→ Problem
Transcribe the listing below in full, exactly, with no images.

→ Input records
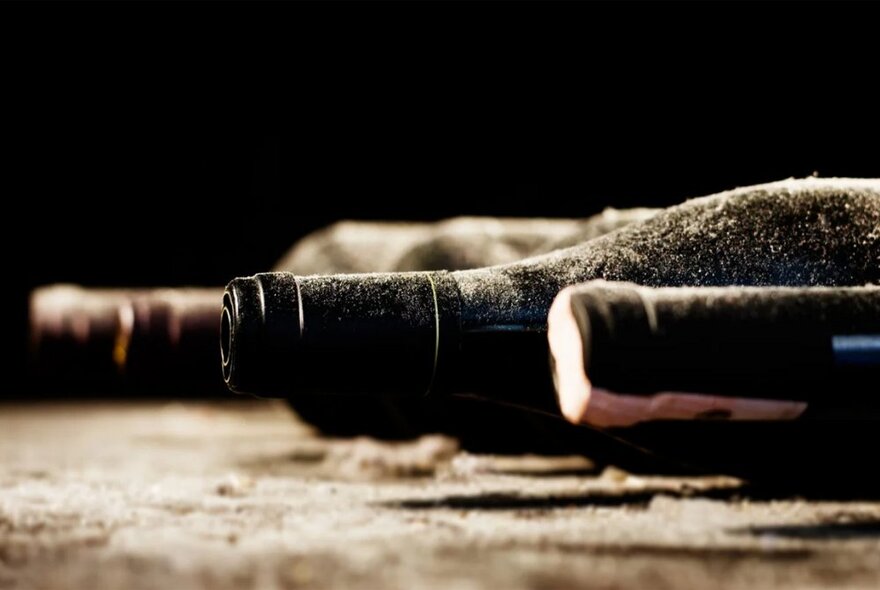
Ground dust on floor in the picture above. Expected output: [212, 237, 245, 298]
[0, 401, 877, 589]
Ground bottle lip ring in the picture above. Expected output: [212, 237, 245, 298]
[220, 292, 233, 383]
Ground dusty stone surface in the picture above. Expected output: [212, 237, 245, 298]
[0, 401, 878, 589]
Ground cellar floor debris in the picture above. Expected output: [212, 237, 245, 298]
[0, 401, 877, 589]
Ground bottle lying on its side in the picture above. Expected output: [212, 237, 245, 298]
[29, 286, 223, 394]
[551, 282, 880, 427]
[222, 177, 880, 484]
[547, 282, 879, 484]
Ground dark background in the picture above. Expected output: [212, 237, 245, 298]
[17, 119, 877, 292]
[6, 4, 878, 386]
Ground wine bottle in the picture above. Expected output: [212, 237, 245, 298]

→ Answer to the exercise
Ground dust on floor in the picture above. Expected output: [212, 237, 245, 298]
[0, 401, 877, 589]
Ground bottle lip ring in the picture above. Expected output: [212, 237, 245, 298]
[220, 292, 233, 383]
Ground dusty stone surface in the picture above. Expected output: [212, 237, 245, 298]
[0, 401, 878, 589]
Ground cellar floor debris in the picture above. Expected output: [212, 237, 245, 298]
[0, 401, 877, 589]
Ground bottle lying on its side in the picture above. Expected output: [212, 237, 245, 298]
[29, 286, 223, 394]
[551, 282, 880, 427]
[222, 177, 880, 484]
[547, 282, 879, 484]
Ground dark background in the picture above. Expected output: [212, 237, 245, 298]
[17, 119, 877, 292]
[6, 4, 878, 386]
Ground wine bottle in the picture above. Expected output: [212, 237, 245, 298]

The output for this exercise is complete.